● STATED PROBLEM
Retype each entry below exactly as it stands.

● DATA SUPPLIED
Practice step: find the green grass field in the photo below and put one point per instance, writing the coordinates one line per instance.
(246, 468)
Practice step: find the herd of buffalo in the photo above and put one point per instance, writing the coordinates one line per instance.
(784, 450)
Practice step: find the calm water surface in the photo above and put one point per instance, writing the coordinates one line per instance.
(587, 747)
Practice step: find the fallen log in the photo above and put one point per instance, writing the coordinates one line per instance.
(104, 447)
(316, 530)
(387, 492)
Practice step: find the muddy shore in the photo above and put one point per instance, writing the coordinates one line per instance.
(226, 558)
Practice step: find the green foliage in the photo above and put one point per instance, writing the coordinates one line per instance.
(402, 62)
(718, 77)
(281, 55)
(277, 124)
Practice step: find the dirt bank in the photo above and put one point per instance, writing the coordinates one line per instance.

● SOLUTION TO THIS EXERCISE
Practice step: find the green grass field in the photo below and put one point per instance, writing the coordinates one line per instance.
(246, 468)
Practice step: find the herd of buffalo in the photo above and put one point per instance, writing the coordinates one line per instance.
(784, 450)
Practice step: find the calm water surface in the photo above and put one point per instance, writing the coordinates one line per instance.
(587, 747)
Practice step: find the fallen log in the photo above and put one point per instance, writing the coordinates one line per instance.
(104, 447)
(316, 530)
(387, 492)
Practice step: find the muddy shore in the photo above and put one point per instance, writing the coordinates one line per instance.
(226, 558)
Practice step: find the green foliage in the photo above and put one point per instance, writing the coordinates one line per instance.
(402, 62)
(718, 77)
(281, 55)
(277, 124)
Practice step: find the dirt bank in the photo above and put one point per instance, writing the coordinates one line per instance.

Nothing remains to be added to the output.